» GOAL A:
In the stored dataset items listing, rewrite the lines starting with the one containing "the grass, one" and going on through the one containing "point(100, 107)", requests included. Scale every answer coordinate by 1.6 and round to whole numbers, with halves rounded up, while leaving the requests and their sample coordinates unchanged.

Using the “cars” dataset in R, build a linear model for stopping distance as a function of speed and replicate the analysis of your textbook chapter 3 (visualization, quality evaluation of the model, and residual analysis.)
library(tidyverse)
head(cars)
## speed dist
## 1 4 2
## 2 4 10
## 3 7 4
## 4 7 22
## 5 8 16
## 6 9 10
summary(cars)
## speed dist
## Min. : 4.0 Min. : 2.00
## 1st Qu.:12.0 1st Qu.: 26.00
## Median :15.0 Median : 36.00
## Mean :15.4 Mean : 42.98
## 3rd Qu.:19.0 3rd Qu.: 56.00
## Max. :25.0 Max. :120.00
*** Visualization
Scatter plot
plot(cars[,"speed"], cars[,"dist"], main='CARS', xlab='speed', ylab='dist')
*** Scatter plot including regresssion line
cars %>%
ggplot(aes(speed, dist)) +
geom_point() +
geom_smooth(method = lm, se = F) +
labs(title = "Cars",
x = "Speed", y = "Distance") +
theme_minimal()
cars_lm = lm(speed ~ dist, data = cars)
cars_lm
##
## Call:
## lm(formula = speed ~ dist, data = cars)
##
## Coefficients:
## (Intercept) dist
## 8.2839 0.1656
*** Quality Evaluation
** Residual Analysis
cars_lm %>%
ggplot(aes(fitted(cars_lm), resid(cars_lm))) +
geom_point() +
geom_smooth(method = lm, se =F) +
labs(title = "Residual Analysis",
x = "Fitted Line", y = "Residuals") +
theme_minimal()
*** Quantile to Quantile (QQ) plot
cars_lm = lm(speed ~ dist, data = cars)
qqnorm(resid(cars_lm))
qqline(resid(cars_lm))

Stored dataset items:
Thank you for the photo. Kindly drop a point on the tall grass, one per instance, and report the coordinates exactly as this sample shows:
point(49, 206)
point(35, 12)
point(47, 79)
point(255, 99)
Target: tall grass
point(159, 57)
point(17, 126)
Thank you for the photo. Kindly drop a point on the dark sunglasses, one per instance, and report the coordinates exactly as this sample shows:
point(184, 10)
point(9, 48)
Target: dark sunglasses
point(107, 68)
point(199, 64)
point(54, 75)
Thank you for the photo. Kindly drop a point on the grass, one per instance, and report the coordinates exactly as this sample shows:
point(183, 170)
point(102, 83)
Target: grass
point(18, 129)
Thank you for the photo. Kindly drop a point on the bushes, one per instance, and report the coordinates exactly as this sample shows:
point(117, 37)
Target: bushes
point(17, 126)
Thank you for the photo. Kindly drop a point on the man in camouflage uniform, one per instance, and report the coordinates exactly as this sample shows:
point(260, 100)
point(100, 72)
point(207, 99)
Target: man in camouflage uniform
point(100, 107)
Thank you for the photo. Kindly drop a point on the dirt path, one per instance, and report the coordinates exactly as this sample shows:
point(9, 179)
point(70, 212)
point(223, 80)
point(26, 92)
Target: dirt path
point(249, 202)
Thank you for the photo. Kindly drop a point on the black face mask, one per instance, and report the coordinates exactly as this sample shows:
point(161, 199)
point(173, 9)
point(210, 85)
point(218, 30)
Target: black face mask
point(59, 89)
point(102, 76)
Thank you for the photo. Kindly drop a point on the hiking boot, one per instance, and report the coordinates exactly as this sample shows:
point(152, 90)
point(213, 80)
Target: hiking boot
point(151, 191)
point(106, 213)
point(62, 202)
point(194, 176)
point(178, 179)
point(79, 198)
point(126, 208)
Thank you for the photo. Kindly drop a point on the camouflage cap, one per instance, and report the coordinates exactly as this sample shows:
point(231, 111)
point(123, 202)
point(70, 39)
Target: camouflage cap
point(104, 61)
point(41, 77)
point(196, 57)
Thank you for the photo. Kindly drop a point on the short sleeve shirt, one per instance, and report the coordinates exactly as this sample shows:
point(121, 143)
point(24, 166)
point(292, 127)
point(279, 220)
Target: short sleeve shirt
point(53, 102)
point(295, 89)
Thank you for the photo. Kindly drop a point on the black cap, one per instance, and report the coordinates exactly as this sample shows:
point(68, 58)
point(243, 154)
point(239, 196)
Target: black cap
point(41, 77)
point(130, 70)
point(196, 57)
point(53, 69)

» GOAL B:
For each of the following statements about the text on the cars dataset, answer yes or no and quote the words of that text that decide it.
(i) The summary gives a maximum speed of 25.0.
(ii) The scatter plot with the regression line shows a standard-error band around the line.
(iii) The QQ plot is drawn from the residuals of the model.

» CORRECT RESULT A:
Thank you for the photo. Kindly drop a point on the grass, one per instance, and report the coordinates exactly as this sample shows:
point(183, 170)
point(102, 83)
Target: grass
point(29, 206)
Thank you for the photo. Kindly drop a point on the bushes, one per instance, and report the coordinates exactly as this sample shows:
point(117, 37)
Target: bushes
point(27, 202)
Thank you for the photo. Kindly drop a point on the man in camouflage uniform, one per instance, and report the coordinates exactly as this sample shows:
point(260, 100)
point(100, 72)
point(207, 99)
Target: man in camouflage uniform
point(160, 171)

» CORRECT RESULT B:
(i) Yes: "Max. :25.0"
(ii) No: "geom_smooth(method = lm, se = F)"
(iii) Yes: "qqnorm(resid(cars_lm))"